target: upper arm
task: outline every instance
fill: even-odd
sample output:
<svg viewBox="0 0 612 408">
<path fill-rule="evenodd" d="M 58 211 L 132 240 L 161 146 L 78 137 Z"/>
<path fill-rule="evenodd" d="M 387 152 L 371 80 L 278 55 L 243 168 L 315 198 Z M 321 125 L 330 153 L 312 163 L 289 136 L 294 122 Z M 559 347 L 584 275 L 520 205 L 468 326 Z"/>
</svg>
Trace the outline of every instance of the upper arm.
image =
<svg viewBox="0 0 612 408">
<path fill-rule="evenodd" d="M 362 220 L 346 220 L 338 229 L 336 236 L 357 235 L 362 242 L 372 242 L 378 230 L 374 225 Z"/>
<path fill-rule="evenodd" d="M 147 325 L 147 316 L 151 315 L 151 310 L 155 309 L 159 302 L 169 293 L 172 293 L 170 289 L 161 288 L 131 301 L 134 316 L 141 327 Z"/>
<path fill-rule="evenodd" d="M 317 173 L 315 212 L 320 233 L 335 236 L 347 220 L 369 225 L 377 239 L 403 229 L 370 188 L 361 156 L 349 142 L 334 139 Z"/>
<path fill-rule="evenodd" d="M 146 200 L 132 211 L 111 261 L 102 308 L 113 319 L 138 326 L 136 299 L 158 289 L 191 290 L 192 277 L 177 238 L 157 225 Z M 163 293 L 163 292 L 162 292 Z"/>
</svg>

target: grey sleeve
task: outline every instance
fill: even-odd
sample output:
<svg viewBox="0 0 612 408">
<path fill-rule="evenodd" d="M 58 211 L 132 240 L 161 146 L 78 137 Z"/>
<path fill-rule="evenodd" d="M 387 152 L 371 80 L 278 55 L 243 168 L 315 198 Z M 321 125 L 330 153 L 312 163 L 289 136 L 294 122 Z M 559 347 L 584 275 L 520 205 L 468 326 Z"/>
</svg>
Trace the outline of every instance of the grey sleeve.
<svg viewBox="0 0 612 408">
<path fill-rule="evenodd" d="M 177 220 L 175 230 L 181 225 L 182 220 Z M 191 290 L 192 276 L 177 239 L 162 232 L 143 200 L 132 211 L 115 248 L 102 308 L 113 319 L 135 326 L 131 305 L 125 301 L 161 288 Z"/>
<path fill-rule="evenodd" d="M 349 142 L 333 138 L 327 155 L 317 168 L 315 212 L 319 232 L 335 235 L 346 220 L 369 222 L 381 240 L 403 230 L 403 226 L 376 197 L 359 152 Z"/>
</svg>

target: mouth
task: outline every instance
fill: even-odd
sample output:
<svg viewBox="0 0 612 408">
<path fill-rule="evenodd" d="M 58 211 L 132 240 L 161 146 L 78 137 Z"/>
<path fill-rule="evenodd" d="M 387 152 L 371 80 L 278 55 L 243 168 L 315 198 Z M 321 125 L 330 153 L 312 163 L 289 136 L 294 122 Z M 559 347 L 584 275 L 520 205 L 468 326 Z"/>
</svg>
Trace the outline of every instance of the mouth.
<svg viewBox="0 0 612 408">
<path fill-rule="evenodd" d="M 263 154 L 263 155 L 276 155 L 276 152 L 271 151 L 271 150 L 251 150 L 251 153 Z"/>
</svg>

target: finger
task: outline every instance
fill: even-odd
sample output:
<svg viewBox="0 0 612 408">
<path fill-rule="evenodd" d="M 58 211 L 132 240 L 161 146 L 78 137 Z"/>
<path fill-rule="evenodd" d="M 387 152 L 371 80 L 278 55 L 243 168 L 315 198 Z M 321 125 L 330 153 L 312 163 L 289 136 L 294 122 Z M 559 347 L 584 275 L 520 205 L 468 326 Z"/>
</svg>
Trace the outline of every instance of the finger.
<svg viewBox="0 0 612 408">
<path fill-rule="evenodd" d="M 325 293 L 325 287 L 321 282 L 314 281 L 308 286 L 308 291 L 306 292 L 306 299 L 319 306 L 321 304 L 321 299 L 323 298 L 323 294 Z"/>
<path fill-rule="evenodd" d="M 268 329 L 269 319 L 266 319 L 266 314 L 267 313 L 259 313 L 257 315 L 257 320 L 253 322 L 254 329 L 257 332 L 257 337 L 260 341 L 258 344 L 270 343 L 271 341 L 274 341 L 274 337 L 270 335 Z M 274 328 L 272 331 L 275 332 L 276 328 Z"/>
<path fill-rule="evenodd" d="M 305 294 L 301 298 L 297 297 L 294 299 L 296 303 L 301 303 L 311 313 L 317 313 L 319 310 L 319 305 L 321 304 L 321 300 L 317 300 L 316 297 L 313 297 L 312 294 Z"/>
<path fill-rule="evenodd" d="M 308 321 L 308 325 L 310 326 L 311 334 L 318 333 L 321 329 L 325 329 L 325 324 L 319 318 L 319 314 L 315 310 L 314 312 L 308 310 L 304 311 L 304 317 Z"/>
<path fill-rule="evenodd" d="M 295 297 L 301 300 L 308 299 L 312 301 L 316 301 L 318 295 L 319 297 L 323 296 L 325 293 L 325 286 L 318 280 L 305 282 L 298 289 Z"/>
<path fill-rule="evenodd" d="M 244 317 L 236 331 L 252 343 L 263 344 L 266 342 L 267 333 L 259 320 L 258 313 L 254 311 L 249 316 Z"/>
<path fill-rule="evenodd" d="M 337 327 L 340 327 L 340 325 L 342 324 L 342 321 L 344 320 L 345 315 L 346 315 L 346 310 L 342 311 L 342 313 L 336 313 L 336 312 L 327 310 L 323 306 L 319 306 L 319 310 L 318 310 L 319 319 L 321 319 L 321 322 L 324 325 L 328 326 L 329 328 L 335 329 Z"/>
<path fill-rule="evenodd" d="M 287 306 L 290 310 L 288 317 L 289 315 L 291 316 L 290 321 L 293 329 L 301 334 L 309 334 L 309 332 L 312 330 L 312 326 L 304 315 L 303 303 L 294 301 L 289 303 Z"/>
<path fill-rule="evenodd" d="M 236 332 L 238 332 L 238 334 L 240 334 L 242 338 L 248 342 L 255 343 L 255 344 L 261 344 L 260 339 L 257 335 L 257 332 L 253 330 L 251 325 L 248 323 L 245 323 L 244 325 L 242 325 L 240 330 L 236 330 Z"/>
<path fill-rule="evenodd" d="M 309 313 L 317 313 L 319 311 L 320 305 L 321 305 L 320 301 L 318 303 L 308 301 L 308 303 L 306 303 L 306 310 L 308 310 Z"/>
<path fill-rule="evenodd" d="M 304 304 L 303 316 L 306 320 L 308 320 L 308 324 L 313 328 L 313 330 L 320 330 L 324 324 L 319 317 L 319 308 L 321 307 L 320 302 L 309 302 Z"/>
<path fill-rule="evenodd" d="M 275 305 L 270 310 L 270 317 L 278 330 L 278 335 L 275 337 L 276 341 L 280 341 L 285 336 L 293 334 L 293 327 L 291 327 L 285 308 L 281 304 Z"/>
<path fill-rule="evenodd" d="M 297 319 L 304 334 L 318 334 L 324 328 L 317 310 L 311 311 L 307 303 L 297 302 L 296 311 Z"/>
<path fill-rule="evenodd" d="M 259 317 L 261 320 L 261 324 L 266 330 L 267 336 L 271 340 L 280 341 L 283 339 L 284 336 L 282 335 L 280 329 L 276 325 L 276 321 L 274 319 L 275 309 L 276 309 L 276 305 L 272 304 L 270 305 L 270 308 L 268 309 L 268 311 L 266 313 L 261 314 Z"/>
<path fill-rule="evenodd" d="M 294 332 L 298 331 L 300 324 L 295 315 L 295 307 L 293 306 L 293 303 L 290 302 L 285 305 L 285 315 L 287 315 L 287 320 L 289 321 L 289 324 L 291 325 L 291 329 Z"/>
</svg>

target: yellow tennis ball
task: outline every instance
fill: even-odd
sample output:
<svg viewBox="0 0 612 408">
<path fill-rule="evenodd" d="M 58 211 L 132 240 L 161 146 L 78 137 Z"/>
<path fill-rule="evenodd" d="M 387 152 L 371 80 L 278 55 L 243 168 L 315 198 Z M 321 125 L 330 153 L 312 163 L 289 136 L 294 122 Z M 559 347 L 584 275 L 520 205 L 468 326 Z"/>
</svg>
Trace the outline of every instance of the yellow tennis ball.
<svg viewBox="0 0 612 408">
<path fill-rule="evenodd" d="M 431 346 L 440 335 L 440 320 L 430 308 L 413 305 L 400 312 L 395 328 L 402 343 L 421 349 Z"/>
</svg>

==*==

**EXERCISE DETAILS**
The required output is the exact run of lines from the beginning of the listing above to the line that contains "Trace the outline of every instance of the upper", inclusive of both.

**ANSWER SPACE**
target: upper arm
task: outline every instance
fill: even-odd
sample output:
<svg viewBox="0 0 612 408">
<path fill-rule="evenodd" d="M 58 211 L 132 240 L 161 146 L 78 137 Z"/>
<path fill-rule="evenodd" d="M 387 152 L 371 80 L 278 55 L 243 168 L 315 198 Z M 321 125 L 330 153 L 312 163 L 289 136 L 294 122 Z M 559 347 L 584 275 L 520 205 L 468 326 Z"/>
</svg>
Trace the outline of every instance of the upper arm.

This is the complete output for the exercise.